Excerpt to read:
Re: Errors when moving a shard

Carlos Alonso Thu, 27 Jul 2017 04:09:26 -0700

Hi Robert,

Following your comments I've made some tests and came up with this
different scenarios based on the replication technique (internal replicator
or rsync) and the maintenance_mode flag


*I can:*
* Rsync the shard and then modify the shards map straight away with no
errors
* Enable maintenance mode on the receiver node and modify the shards map
and let the internal replicator sync the whole shard

*I cannot:*
* Rsync the shard, set maintenance mode on the receiver node and modify the
shards map because this errors appear all the time:

[info]  -------- db shards/c0000000-dfffffff/my_db.1501146045 died with
reason
{{badmatch,{error,eacces}},[{couch_file,init,1,[{file,"src/couch_file.erl"},{line,381}]},{gen_server,init_it,6,[{file,"gen_server.erl"},{line,306}]},{proc_lib,init_p_do_apply,3,[{file,"proc_lib.erl"},{line,237}]}]}
[error]  -------- CRASH REPORT Process  (<0.12185.4>) with 1 neighbors
exited with reason: no match of right hand value {error,eacces} at
couch_file:init/1(line:381) <= gen_server:init_it/6(line:306) <=
proc_lib:init_p_do_apply/3(line:237) at gen_server:init_it/6(line:330) <=
proc_lib:init_p_do_apply/3(line:237); initial_call:
{couch_file,init,['Argument__1']}, ancestors: [<0.12184.4>], messages: [],
links: [#Port<0.31027>,<0.12184.4>], dictionary: [], trap_exit: true,
status: running, heap_size: 610, stack_size: 27, reductions: 605

*I should not:*
* Just modify the shards map and let the internal replicator sync the whole
shard because there may be potential consistency issues (since nodes reply
to views requests using local data)

Aside from that, when a shard has been completely synced and I'm ready to
delete the original one to reclaim disk space I have to delete it and
restart the corresponding couchdb instance straight away to avoid strange
behaviours due to references to the file still held in memory.

Does this list make sense?

Regards

On Thu, Jul 27, 2017 at 10:45 AM Robert Samuel Newson <rnew...@apache.org>
wrote:

> Hi Carlos,
>
> The SO post is more geared towards a larger rebalancing effort, which is
> why it copies the files around directly (it's a lot faster).
>
> If you want to rely on the internal replicator, that's fine, but it's
> noisy. It would be a bit of work to describe how to do that with the
> minimum of noise and taking care of correctness.
>
> At cloudant we obviously do this kind of operation from time to time and
> have our own tools and procedures. I will mention this again internally, as
> it really should be easier to do this in CouchDB.
>
> To your other question. the shard map stored in the '_dbs' database is
> considered definitive. all nodes have a copy of that (unsharded) database
> and all nodes cache those maps into memory as they are consulted very
> frequently. most actions that occur in the mem3 tier (where knowledge of
> all shards lives and where the internal replicator lives) will create files
> that are missing automatically, as you've seen.

Provided records:

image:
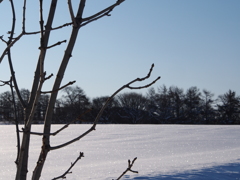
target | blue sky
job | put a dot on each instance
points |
(191, 43)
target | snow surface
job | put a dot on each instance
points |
(164, 152)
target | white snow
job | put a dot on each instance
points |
(164, 152)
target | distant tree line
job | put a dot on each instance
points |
(158, 106)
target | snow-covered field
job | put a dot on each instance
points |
(163, 151)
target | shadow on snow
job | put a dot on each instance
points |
(222, 172)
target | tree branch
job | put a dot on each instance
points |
(129, 168)
(71, 13)
(70, 83)
(104, 107)
(100, 14)
(58, 43)
(63, 176)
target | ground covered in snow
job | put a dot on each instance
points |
(164, 152)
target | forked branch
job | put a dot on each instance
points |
(70, 83)
(130, 164)
(63, 176)
(106, 104)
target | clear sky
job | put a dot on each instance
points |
(191, 43)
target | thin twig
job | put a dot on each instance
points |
(58, 43)
(71, 13)
(70, 83)
(102, 110)
(63, 176)
(130, 164)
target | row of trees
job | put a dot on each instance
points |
(161, 106)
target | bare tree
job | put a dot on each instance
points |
(30, 107)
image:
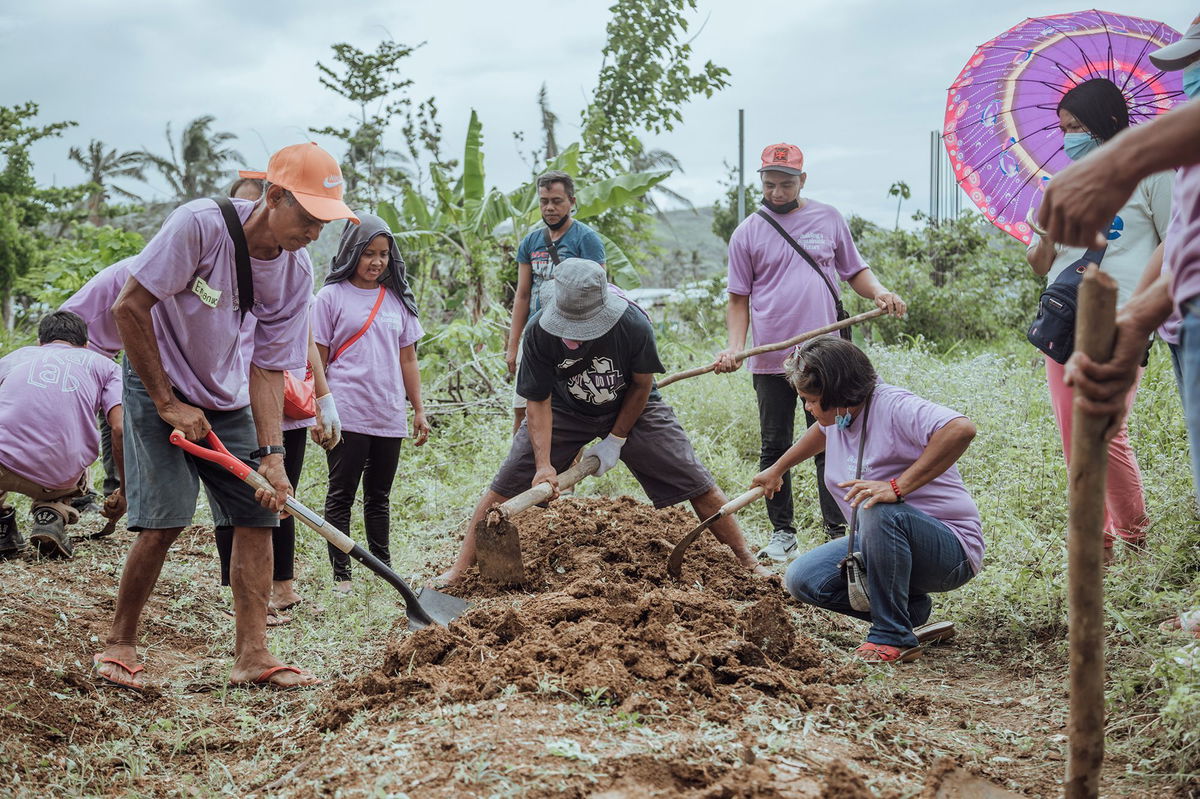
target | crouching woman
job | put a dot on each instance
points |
(891, 463)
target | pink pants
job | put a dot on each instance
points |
(1125, 506)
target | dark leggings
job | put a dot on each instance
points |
(283, 538)
(371, 460)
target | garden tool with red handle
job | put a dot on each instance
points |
(423, 608)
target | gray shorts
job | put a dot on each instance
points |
(163, 481)
(657, 452)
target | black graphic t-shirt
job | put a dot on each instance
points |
(615, 358)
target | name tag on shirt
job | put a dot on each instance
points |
(209, 295)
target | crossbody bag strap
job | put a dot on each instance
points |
(240, 253)
(807, 257)
(858, 475)
(375, 310)
(550, 246)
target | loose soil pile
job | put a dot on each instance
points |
(606, 625)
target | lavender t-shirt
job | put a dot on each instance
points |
(94, 304)
(1181, 254)
(49, 397)
(366, 378)
(898, 431)
(199, 342)
(787, 298)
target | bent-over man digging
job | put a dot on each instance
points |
(587, 370)
(183, 322)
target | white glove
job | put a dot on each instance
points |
(609, 451)
(329, 424)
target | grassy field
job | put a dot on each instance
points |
(994, 701)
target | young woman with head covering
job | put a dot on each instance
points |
(366, 330)
(1089, 116)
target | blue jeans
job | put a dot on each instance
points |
(909, 556)
(1189, 379)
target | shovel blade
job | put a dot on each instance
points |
(443, 608)
(498, 552)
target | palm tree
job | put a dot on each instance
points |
(197, 167)
(101, 168)
(900, 190)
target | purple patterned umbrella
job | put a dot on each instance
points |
(1001, 122)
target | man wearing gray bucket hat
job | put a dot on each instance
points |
(1079, 203)
(587, 370)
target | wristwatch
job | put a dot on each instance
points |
(263, 451)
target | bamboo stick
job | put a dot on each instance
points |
(769, 348)
(1095, 332)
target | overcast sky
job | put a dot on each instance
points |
(857, 84)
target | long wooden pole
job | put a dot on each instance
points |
(769, 348)
(1095, 334)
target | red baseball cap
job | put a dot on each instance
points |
(783, 157)
(312, 175)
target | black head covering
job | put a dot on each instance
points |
(354, 240)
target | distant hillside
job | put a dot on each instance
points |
(691, 251)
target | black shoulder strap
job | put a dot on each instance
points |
(551, 247)
(240, 252)
(804, 254)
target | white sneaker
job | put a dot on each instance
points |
(780, 547)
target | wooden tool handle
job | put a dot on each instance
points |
(543, 491)
(769, 348)
(1095, 335)
(741, 502)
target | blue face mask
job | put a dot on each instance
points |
(1078, 144)
(1192, 80)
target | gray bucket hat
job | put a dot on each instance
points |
(1181, 53)
(576, 304)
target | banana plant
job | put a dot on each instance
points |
(478, 228)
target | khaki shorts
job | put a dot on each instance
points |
(657, 452)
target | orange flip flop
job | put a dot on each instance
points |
(99, 659)
(264, 679)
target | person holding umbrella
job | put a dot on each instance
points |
(1089, 116)
(891, 462)
(1077, 208)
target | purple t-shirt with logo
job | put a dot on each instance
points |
(49, 397)
(1181, 253)
(190, 266)
(787, 298)
(366, 378)
(898, 431)
(94, 304)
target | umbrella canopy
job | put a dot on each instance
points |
(1001, 118)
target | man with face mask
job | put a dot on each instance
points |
(786, 262)
(539, 253)
(1078, 206)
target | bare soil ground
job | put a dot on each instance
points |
(604, 679)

Stated goal 1: In the shard thread, what does the writer have to do straight away after deleting the original shard to reclaim disk space?
Stated goal 2: Please reproduce everything in the shard thread from "Does this list" down to "a lot faster).".

Correct response 1: Restart the corresponding couchdb instance.

Correct response 2:
Does this list make sense?

Regards

On Thu, Jul 27, 2017 at 10:45 AM Robert Samuel Newson <rnew...@apache.org>
wrote:

> Hi Carlos,
>
> The SO post is more geared towards a larger rebalancing effort, which is
> why it copies the files around directly (it's a lot faster).